= Brief =
In the rows below, repeat the lines word for word, starting at the line that contains "Please indicate the bath" and stopping after the line that contains "(1047, 346)".

(Coordinate labeling data)

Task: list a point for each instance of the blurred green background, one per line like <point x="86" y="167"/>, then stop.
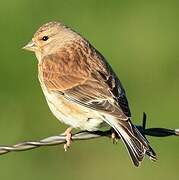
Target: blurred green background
<point x="139" y="39"/>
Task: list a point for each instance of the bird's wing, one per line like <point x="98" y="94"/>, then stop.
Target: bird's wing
<point x="94" y="87"/>
<point x="88" y="80"/>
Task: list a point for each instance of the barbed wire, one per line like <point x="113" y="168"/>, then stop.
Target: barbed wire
<point x="85" y="135"/>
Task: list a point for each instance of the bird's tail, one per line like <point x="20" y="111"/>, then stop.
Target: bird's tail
<point x="137" y="145"/>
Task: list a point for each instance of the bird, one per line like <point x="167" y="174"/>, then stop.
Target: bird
<point x="81" y="88"/>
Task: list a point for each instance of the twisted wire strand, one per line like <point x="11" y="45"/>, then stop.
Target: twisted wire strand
<point x="85" y="135"/>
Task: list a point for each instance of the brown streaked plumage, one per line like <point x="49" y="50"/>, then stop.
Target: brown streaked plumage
<point x="81" y="88"/>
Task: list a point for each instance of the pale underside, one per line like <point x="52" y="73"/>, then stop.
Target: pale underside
<point x="73" y="114"/>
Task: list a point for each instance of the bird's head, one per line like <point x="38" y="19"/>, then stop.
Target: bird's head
<point x="50" y="36"/>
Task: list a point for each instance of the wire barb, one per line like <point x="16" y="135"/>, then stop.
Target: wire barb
<point x="85" y="135"/>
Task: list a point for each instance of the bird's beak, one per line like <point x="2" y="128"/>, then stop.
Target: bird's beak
<point x="30" y="46"/>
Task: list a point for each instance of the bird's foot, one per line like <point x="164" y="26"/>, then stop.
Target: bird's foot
<point x="114" y="137"/>
<point x="68" y="139"/>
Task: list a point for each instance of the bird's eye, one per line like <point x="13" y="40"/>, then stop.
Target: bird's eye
<point x="45" y="38"/>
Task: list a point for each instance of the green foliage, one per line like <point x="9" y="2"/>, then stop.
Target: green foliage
<point x="139" y="39"/>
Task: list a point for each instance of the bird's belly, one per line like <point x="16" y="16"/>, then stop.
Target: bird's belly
<point x="73" y="114"/>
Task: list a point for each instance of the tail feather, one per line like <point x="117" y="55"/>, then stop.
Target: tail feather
<point x="137" y="145"/>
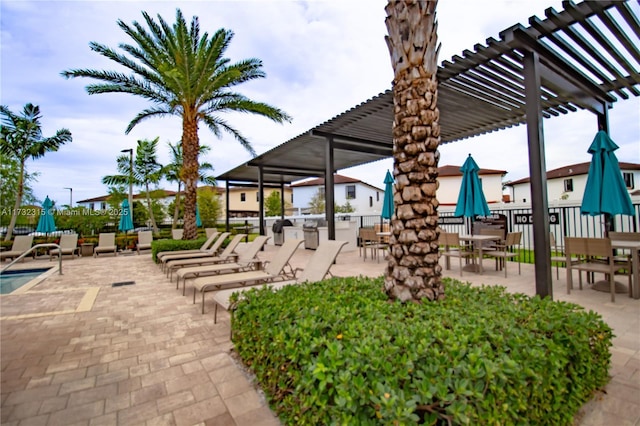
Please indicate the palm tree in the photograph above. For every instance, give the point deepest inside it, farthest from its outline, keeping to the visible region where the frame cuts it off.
(21, 138)
(413, 272)
(146, 171)
(182, 73)
(172, 172)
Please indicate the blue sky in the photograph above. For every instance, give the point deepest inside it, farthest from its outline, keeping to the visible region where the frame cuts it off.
(321, 58)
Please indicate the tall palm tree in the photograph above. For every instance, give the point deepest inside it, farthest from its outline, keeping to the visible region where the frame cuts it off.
(21, 138)
(146, 171)
(413, 272)
(182, 73)
(173, 173)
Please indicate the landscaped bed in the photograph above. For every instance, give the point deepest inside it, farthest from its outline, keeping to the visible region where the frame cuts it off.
(338, 352)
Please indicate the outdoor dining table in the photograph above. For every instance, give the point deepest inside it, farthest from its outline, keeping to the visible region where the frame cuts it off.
(477, 241)
(634, 246)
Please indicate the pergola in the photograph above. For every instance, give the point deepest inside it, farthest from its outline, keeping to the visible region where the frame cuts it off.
(586, 57)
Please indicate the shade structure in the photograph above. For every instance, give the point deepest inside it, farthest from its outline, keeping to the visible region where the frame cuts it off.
(198, 220)
(471, 200)
(387, 202)
(605, 192)
(126, 219)
(46, 223)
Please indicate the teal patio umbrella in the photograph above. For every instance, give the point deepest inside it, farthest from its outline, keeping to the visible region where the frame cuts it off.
(387, 202)
(471, 201)
(198, 220)
(126, 219)
(46, 223)
(605, 192)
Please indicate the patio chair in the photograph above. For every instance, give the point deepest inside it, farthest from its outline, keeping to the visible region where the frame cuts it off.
(505, 251)
(273, 271)
(211, 251)
(226, 256)
(68, 246)
(595, 256)
(210, 239)
(106, 244)
(21, 244)
(317, 268)
(144, 240)
(246, 259)
(454, 248)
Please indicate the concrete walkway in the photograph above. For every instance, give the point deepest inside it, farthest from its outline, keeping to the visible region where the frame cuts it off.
(78, 351)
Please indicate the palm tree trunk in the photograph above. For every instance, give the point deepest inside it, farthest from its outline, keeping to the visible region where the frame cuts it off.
(16, 208)
(190, 149)
(413, 272)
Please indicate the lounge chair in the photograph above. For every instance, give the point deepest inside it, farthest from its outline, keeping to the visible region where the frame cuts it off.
(227, 255)
(317, 268)
(210, 239)
(273, 271)
(68, 246)
(211, 251)
(21, 243)
(144, 240)
(106, 244)
(246, 260)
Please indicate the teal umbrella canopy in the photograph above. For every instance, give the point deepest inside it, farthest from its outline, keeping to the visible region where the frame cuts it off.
(198, 220)
(387, 202)
(471, 201)
(46, 223)
(605, 192)
(126, 219)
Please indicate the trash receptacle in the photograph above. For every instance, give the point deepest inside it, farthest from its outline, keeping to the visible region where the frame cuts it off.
(311, 235)
(278, 232)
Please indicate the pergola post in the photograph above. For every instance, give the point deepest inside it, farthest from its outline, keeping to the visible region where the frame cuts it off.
(537, 168)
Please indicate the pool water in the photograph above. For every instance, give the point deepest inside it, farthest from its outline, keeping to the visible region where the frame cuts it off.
(13, 280)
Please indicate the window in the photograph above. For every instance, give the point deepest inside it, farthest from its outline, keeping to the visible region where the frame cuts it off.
(351, 192)
(628, 180)
(568, 185)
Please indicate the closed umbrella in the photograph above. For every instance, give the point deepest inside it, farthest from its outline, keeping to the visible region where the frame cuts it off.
(471, 200)
(198, 220)
(126, 221)
(605, 192)
(387, 203)
(46, 223)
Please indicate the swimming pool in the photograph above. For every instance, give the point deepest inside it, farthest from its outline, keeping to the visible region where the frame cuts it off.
(13, 280)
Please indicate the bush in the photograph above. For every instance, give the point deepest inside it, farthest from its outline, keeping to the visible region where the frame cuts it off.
(338, 352)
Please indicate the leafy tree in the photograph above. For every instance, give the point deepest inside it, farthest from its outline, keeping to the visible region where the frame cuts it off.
(182, 73)
(173, 172)
(210, 206)
(21, 138)
(413, 272)
(146, 171)
(317, 204)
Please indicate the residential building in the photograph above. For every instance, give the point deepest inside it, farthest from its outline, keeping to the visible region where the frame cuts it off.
(569, 182)
(362, 197)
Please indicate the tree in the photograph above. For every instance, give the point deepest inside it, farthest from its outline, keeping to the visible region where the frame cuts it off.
(413, 272)
(182, 73)
(146, 171)
(173, 173)
(21, 138)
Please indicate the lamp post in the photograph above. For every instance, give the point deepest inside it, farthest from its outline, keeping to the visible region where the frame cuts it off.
(130, 151)
(70, 197)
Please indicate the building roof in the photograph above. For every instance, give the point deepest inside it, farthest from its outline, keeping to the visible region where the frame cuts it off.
(450, 170)
(573, 170)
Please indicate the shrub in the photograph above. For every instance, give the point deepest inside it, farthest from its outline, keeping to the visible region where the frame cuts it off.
(338, 352)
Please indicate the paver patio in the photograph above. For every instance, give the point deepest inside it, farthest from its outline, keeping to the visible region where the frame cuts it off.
(77, 351)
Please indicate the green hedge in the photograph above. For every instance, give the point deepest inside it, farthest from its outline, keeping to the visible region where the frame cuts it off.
(338, 352)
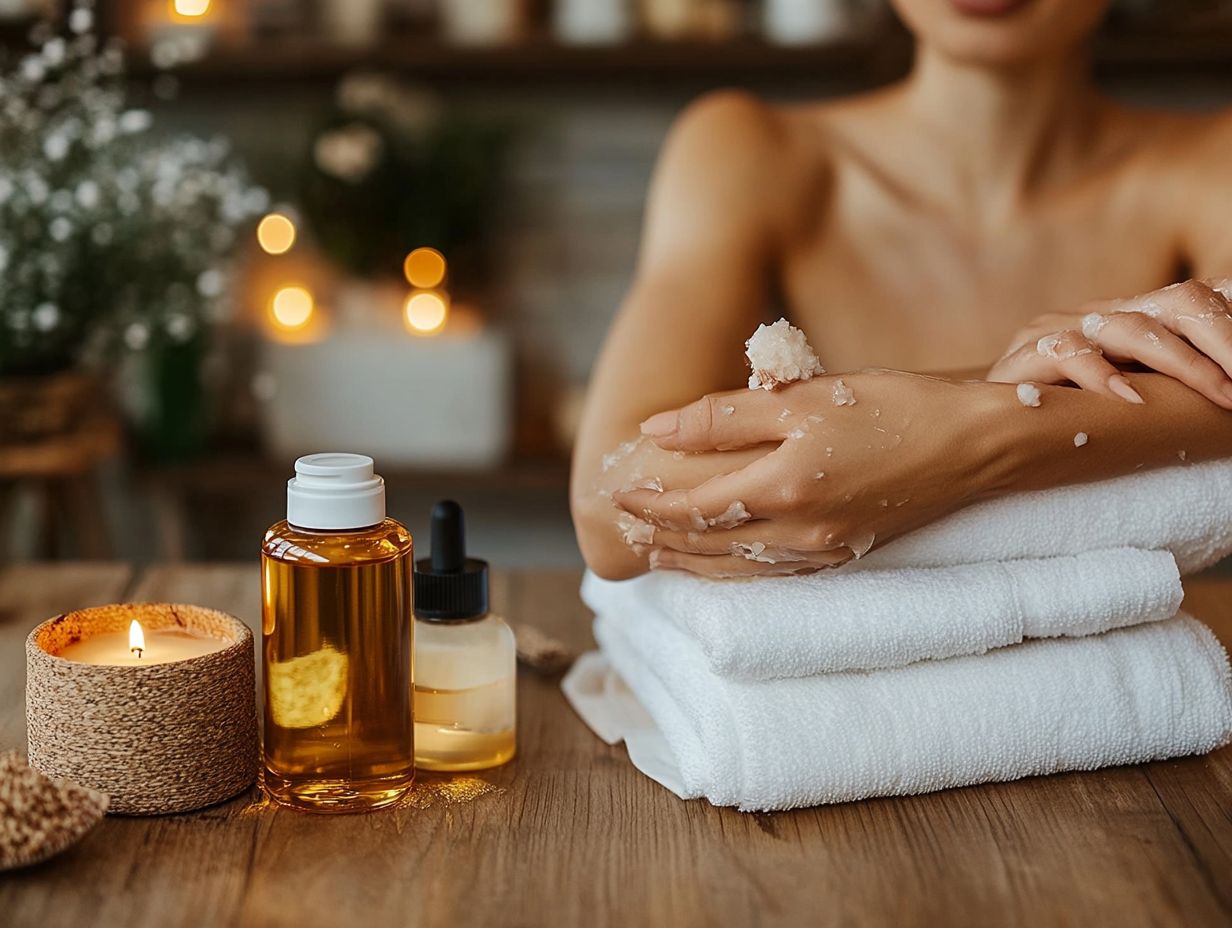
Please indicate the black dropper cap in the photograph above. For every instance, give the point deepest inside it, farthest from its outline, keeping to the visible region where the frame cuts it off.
(450, 586)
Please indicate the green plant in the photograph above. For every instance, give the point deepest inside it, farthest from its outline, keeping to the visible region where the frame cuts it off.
(110, 238)
(391, 170)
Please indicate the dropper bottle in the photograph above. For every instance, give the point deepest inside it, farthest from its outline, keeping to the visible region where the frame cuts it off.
(466, 663)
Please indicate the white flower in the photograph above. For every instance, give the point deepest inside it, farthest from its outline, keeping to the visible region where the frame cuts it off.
(88, 194)
(137, 337)
(32, 68)
(211, 284)
(60, 228)
(56, 147)
(46, 317)
(133, 121)
(348, 153)
(53, 52)
(80, 20)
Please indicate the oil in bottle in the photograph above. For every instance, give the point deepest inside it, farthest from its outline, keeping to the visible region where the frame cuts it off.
(338, 642)
(466, 664)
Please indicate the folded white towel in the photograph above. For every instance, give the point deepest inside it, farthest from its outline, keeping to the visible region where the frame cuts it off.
(800, 626)
(1126, 696)
(1187, 510)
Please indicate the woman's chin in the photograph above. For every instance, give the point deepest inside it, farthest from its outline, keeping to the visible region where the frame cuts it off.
(1001, 32)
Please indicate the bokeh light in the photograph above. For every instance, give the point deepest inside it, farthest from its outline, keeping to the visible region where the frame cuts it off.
(425, 268)
(425, 312)
(276, 233)
(292, 307)
(191, 8)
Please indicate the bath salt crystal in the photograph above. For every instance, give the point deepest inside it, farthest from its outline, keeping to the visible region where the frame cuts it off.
(635, 531)
(1092, 323)
(780, 354)
(614, 457)
(736, 514)
(1028, 394)
(843, 393)
(1047, 346)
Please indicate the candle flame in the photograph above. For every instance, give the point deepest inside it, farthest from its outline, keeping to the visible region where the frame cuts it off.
(136, 639)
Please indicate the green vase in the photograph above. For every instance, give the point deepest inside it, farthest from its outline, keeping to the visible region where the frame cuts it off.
(168, 402)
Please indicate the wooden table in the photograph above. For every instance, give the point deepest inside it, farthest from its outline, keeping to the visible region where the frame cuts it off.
(577, 837)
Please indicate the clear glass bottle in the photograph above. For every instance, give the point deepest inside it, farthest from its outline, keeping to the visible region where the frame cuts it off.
(338, 642)
(466, 661)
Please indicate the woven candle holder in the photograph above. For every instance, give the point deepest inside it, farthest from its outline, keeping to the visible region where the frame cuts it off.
(168, 737)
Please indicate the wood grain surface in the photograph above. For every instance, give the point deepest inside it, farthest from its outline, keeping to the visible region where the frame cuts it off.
(577, 837)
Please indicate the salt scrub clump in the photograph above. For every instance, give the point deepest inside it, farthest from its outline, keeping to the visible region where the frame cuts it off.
(1028, 394)
(843, 393)
(780, 354)
(41, 816)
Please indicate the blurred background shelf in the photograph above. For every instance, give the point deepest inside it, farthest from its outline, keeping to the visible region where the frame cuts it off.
(745, 61)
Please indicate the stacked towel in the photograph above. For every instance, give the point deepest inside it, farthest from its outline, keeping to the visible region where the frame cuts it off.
(968, 652)
(800, 626)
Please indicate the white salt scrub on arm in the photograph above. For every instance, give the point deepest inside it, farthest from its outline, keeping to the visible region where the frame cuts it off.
(780, 354)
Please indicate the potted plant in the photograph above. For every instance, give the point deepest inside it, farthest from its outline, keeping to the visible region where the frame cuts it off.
(112, 242)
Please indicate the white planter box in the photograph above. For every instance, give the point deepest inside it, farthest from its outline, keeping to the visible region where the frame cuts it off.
(431, 403)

= Full response =
Please indicate the bath salt crystal in the photograph above. For every instance, give the point deepest inside it, farthest from its outline, keeping to the visible region where the frame cuts it off.
(635, 531)
(1092, 323)
(780, 354)
(614, 457)
(736, 514)
(1028, 394)
(843, 393)
(1047, 346)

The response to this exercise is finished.